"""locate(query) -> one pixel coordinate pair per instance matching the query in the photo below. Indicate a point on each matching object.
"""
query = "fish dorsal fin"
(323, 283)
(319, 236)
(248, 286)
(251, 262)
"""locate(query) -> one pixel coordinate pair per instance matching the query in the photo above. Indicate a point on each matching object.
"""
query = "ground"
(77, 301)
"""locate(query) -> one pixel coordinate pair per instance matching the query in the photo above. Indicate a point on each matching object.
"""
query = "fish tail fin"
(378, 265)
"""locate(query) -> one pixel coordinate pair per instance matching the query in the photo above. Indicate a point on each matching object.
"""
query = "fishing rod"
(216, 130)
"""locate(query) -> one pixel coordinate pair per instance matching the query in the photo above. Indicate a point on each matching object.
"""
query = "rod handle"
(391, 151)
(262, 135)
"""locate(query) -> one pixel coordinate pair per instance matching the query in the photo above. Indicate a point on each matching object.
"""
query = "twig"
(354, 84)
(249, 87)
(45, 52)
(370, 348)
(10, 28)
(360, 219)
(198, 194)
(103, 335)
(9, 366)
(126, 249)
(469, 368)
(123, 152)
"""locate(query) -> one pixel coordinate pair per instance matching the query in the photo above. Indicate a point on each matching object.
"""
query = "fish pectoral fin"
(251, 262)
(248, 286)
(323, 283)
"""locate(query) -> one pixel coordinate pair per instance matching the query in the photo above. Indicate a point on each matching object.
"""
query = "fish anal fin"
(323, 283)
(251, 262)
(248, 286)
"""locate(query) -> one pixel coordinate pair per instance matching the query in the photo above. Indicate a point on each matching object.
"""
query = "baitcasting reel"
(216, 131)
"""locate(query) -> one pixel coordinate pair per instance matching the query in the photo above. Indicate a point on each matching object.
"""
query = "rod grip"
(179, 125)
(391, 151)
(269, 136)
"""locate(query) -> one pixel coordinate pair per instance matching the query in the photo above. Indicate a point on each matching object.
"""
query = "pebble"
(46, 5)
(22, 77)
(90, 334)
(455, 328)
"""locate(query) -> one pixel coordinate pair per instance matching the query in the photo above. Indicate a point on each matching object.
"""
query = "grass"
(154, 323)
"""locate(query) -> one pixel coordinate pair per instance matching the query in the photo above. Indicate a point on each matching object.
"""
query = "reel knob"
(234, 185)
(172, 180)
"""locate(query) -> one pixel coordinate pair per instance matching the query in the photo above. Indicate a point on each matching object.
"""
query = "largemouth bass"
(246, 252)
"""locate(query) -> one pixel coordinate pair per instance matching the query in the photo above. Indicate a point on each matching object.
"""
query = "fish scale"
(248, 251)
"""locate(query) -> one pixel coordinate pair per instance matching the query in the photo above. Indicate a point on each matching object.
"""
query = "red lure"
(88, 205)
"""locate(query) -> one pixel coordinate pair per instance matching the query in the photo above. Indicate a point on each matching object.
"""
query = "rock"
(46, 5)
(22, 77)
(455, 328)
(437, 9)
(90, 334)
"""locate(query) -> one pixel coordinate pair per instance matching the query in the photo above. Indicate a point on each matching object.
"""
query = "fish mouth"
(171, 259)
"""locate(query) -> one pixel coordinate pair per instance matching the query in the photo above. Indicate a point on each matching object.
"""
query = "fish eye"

________________________________________

> What the exercise asks
Print all of the data exactly as it was given.

> Solution for this problem
"""locate(query) -> one pixel coordinate pair per instance matching the query in the photo below. Indicate a point on each matching object.
"""
query = "fish dorsal fin"
(323, 283)
(319, 236)
(248, 286)
(251, 262)
"""locate(query) -> one pixel coordinate pair per instance matching the query in the photo above. Indicate a point on each matching object.
"""
query = "ground"
(77, 301)
"""locate(query) -> one pixel coordinate pair per instance matching the query in the photo above. Indicate a point on each matching object.
"""
query = "fish tail fin"
(378, 265)
"""locate(query) -> one pixel coordinate pair per instance matching the query in the photo above. Indicate a point on each matching object.
"""
query = "fishing rod"
(216, 130)
"""locate(query) -> one pixel coordinate pair per instance matching the query in the photo above. Indicate a point on each matching object.
"""
query = "rod handle"
(391, 151)
(262, 135)
"""locate(query) -> one pixel coordinate pair per instance matching the query in the photo above. Indicate a point on each matching object.
"""
query = "twig"
(354, 84)
(249, 87)
(45, 52)
(370, 348)
(10, 28)
(360, 219)
(198, 194)
(103, 335)
(9, 366)
(126, 249)
(469, 368)
(123, 152)
"""locate(query) -> one pixel coordinate pair per instance matching the query in the photo above. Indicate a point on each matching object.
"""
query = "fish pectoral fin"
(251, 262)
(248, 286)
(323, 283)
"""locate(query) -> one pixel coordinate pair per instance matching the query in the photo above. Indicate a point on each matching object.
"""
query = "fish anal fin"
(323, 283)
(251, 262)
(248, 286)
"""locate(query) -> one pixel coordinate pair per instance matching the query in the photo above. Indicate a point on each matching object.
"""
query = "baitcasting reel"
(216, 131)
"""locate(query) -> one pixel coordinate pair per instance matching the query in the photo above. Indicate a point on each matching object.
"""
query = "rod grip"
(179, 125)
(391, 151)
(269, 136)
"""locate(query) -> one pixel coordinate pair per instance matching the query in the photo above. Indicate a point on each matching object.
"""
query = "pebble"
(46, 5)
(22, 77)
(90, 334)
(455, 328)
"""locate(query) -> one pixel coordinate pair per instance matching the query in the photo above. Indicate a point on each matching object.
"""
query = "grass"
(154, 323)
"""locate(query) -> one pixel coordinate pair per instance matching the query in the photo above. Indicate a point on each matching object.
"""
query = "reel knob"
(234, 185)
(172, 180)
"""locate(query) -> one pixel coordinate pair per instance matching the query in the photo above. Indicate a point on each matching object.
"""
query = "largemouth bass"
(246, 252)
"""locate(query) -> one pixel coordinate pair per instance matching the query in the photo above. Indicate a point on each matching object.
"""
query = "fish scale"
(248, 251)
"""locate(query) -> one pixel coordinate pair per instance matching the query in the photo above. Indicate a point on each matching object.
"""
query = "red lure"
(88, 205)
"""locate(query) -> one pixel coordinate pair per instance matching the query in the photo above. Indicate a point on each matching object.
"""
query = "rock"
(46, 5)
(22, 77)
(455, 328)
(437, 9)
(90, 334)
"""locate(query) -> one pixel coordinate pair per instance matching the query in the photo above. Indicate a point on each matching object.
"""
query = "fish mouth"
(171, 259)
"""locate(query) -> one pixel coordinate pair per instance matching the query in the photo above. Indicate a point on each matching object.
"""
query = "fish eye"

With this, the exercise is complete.